▸ **GOAL OF THE EXERCISE**:
A single number is the answer: the count of lines below that contain "windshield".
.....
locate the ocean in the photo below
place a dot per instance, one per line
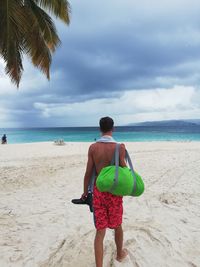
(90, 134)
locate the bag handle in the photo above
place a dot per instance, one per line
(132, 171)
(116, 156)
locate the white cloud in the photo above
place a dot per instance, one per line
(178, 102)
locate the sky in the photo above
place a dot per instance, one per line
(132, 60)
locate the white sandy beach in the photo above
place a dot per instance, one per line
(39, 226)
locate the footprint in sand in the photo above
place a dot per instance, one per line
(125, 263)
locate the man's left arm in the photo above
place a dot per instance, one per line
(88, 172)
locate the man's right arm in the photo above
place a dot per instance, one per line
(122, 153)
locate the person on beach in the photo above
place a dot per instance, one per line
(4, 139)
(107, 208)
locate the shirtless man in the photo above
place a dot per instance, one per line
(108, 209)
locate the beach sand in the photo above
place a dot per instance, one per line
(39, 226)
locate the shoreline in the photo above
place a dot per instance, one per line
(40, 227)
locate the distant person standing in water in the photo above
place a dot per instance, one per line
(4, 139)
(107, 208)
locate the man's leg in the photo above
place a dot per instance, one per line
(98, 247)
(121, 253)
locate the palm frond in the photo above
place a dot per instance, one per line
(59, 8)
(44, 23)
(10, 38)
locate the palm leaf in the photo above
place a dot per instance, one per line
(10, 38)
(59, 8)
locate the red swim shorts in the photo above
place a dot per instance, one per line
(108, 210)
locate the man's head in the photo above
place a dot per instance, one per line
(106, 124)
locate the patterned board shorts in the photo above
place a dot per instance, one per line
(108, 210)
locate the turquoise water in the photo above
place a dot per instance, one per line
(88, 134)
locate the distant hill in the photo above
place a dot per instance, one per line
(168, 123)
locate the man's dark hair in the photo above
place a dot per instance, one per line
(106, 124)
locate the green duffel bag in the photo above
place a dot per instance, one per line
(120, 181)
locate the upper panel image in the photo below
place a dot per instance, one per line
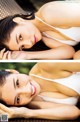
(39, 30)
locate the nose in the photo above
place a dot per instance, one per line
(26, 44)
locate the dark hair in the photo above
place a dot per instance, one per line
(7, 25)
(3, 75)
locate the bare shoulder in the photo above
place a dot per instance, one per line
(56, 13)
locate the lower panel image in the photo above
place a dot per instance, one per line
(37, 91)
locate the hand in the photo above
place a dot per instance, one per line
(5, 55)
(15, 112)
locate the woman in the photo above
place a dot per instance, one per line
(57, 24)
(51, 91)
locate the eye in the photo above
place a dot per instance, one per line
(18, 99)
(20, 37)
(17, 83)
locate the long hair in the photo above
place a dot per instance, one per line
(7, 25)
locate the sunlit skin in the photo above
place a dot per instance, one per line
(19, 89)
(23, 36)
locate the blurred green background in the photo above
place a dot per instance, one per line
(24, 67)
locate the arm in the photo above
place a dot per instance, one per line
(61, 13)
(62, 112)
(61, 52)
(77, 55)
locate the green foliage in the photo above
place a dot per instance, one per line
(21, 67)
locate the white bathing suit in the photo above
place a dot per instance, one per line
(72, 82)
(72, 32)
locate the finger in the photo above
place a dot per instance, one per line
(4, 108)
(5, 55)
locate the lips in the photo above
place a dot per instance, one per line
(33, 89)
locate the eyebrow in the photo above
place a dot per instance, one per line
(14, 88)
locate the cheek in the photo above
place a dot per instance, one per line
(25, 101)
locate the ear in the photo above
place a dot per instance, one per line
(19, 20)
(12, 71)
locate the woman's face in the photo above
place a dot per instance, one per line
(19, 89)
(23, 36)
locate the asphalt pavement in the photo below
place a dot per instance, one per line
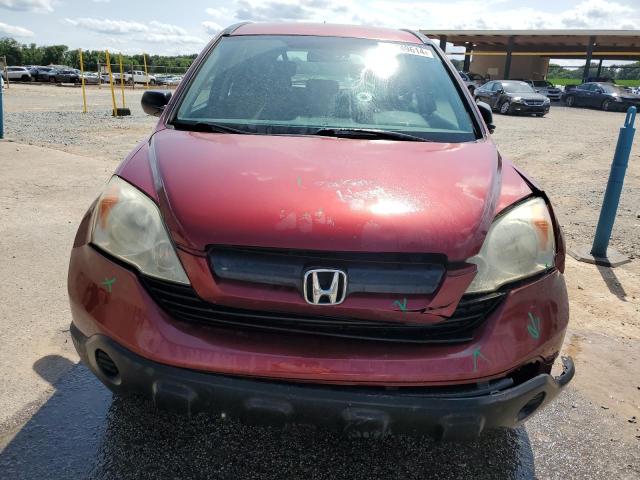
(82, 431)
.....
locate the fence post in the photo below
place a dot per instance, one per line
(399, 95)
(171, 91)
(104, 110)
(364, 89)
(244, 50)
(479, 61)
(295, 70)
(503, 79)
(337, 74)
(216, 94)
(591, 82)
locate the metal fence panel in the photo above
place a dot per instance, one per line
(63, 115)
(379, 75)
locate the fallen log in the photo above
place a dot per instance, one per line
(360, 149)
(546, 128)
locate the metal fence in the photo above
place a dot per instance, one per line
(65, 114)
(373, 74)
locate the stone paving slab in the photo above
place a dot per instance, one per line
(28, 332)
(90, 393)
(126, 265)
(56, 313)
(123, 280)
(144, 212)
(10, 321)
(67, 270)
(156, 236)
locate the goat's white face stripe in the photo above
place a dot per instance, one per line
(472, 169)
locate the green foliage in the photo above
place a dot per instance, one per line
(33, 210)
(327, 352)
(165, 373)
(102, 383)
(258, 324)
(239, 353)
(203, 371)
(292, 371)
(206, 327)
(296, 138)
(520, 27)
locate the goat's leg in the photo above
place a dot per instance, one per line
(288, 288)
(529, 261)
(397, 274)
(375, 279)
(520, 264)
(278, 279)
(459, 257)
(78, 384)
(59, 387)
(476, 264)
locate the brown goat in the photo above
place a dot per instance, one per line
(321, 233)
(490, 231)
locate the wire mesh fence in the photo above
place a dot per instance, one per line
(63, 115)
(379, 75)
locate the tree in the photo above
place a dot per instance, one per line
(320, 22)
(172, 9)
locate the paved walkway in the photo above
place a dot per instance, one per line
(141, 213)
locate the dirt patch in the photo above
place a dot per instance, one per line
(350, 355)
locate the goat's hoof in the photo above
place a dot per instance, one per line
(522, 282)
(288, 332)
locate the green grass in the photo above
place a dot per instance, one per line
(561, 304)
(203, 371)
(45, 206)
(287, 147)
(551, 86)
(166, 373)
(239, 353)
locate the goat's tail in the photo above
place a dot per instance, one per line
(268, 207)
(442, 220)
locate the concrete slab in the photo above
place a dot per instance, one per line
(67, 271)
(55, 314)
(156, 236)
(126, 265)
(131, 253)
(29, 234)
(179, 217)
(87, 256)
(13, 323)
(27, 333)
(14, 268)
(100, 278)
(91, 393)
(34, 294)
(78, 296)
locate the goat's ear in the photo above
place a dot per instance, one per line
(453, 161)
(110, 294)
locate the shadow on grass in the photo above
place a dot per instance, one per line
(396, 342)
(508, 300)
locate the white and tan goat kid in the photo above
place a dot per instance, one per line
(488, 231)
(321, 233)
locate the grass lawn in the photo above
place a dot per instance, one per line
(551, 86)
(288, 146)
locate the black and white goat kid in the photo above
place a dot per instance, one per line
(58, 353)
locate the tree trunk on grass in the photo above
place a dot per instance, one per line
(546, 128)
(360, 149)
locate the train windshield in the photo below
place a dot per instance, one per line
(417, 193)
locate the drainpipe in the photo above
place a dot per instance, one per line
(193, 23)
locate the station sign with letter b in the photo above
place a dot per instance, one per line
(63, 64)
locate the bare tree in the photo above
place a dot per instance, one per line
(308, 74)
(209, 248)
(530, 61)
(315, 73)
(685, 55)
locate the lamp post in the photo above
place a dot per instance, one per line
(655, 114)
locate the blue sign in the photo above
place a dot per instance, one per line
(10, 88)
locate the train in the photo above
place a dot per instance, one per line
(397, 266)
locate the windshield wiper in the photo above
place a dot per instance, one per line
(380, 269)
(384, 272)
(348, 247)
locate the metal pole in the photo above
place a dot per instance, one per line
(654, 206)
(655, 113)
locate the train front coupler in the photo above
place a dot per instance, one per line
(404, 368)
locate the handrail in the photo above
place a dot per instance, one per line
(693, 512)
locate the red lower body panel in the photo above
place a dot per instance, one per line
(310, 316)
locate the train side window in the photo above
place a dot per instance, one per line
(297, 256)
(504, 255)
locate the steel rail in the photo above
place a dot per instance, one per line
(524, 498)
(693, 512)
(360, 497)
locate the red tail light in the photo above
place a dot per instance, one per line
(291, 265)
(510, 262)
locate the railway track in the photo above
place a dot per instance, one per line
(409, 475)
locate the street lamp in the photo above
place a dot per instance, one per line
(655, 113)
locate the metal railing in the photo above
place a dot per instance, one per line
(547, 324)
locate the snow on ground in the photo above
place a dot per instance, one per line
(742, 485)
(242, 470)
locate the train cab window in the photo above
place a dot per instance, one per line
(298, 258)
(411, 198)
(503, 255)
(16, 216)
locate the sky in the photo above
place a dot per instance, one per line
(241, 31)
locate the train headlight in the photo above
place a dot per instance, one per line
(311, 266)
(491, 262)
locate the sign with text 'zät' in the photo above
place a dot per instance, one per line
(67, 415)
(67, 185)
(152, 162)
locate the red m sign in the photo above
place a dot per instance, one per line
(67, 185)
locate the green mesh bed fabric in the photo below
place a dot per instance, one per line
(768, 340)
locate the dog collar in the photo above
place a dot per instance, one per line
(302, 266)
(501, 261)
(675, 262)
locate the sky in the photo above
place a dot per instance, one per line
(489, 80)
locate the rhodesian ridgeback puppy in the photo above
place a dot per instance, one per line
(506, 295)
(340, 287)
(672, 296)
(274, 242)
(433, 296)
.....
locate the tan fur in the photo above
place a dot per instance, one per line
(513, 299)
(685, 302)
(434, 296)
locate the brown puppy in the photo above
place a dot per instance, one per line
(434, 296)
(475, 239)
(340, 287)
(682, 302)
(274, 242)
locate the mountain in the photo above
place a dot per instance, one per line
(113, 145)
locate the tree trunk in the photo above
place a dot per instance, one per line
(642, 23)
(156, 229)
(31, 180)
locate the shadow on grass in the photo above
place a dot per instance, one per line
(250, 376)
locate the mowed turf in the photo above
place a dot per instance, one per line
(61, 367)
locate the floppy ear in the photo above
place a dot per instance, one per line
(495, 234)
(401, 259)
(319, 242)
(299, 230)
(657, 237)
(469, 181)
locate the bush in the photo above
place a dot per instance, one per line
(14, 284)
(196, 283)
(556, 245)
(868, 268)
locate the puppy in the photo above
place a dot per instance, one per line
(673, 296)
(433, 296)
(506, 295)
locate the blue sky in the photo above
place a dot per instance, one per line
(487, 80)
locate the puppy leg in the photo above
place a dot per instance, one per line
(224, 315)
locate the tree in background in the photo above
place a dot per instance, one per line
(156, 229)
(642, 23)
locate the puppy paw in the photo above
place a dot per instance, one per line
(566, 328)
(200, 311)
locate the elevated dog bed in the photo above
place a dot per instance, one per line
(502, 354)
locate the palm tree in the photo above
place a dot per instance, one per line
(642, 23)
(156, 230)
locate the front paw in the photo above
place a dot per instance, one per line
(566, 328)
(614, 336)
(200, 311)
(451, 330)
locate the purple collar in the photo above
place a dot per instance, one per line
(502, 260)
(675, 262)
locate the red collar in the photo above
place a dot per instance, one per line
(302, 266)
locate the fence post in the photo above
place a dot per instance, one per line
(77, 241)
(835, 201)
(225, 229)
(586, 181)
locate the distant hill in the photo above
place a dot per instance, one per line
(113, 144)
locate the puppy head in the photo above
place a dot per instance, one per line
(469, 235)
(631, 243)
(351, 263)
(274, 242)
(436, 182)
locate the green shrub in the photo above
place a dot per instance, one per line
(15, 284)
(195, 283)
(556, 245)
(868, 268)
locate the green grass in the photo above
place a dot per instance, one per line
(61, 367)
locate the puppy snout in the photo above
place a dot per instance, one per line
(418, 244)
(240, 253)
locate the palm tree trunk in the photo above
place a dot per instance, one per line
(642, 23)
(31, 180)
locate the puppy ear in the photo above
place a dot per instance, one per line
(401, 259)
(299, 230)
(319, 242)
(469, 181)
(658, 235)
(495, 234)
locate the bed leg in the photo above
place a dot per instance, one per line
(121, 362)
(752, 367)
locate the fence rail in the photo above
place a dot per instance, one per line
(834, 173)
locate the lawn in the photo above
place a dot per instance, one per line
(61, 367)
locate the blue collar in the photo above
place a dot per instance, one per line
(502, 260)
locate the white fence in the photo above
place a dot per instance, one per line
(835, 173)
.....
▸ **ANSWER TO THIS EXERCISE**:
2